Problem to work on: Transcribe all of the listing exactly.

Data provided:
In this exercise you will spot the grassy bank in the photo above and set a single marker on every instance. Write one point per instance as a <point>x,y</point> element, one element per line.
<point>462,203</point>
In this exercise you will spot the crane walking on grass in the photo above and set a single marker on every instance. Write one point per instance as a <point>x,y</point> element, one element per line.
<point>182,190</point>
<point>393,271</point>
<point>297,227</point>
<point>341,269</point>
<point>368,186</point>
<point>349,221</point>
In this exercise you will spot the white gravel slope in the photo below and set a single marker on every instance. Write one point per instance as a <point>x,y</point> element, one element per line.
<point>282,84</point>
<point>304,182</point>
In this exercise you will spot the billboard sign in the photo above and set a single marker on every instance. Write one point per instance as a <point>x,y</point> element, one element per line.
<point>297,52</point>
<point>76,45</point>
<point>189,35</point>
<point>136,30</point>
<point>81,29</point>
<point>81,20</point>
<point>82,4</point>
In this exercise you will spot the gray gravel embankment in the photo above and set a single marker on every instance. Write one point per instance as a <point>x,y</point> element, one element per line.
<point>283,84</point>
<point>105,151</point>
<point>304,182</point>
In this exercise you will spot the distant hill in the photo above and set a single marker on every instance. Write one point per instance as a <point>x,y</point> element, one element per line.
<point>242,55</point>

Result of the exercise:
In this exercise you will spot the grassy bank in the photo above and set a single marker on every instance. Write one point per instance as a <point>x,y</point> element, one element per line.
<point>462,203</point>
In this exercise you will spot the crane walking on grass in the photo above and set a single marker on every instance. Write one point per instance as a <point>x,y</point> element, one element per line.
<point>182,190</point>
<point>393,271</point>
<point>297,227</point>
<point>341,269</point>
<point>368,186</point>
<point>349,221</point>
In this exercise you will spot the white gravel slope in the photo below and set a single marker on every instance. Write one point per instance as a <point>x,y</point> element, one element per line.
<point>282,84</point>
<point>304,182</point>
In this exercise you will spot the billboard sign in the photo above and set a single marker on every instance. Write one point per instance as a <point>x,y</point> element, one element per line.
<point>297,52</point>
<point>76,45</point>
<point>189,35</point>
<point>136,30</point>
<point>81,29</point>
<point>81,20</point>
<point>82,4</point>
In this exercise you will spot the gray gravel embankment in the photo above and set a single marker on every instance. Write one point per instance as a <point>x,y</point> element, one element per line.
<point>283,84</point>
<point>105,151</point>
<point>304,182</point>
In this exercise you will spot the distant hill in the photo above and set a single marker on every instance. Write one point per instance as a <point>x,y</point> element, one element per line.
<point>242,55</point>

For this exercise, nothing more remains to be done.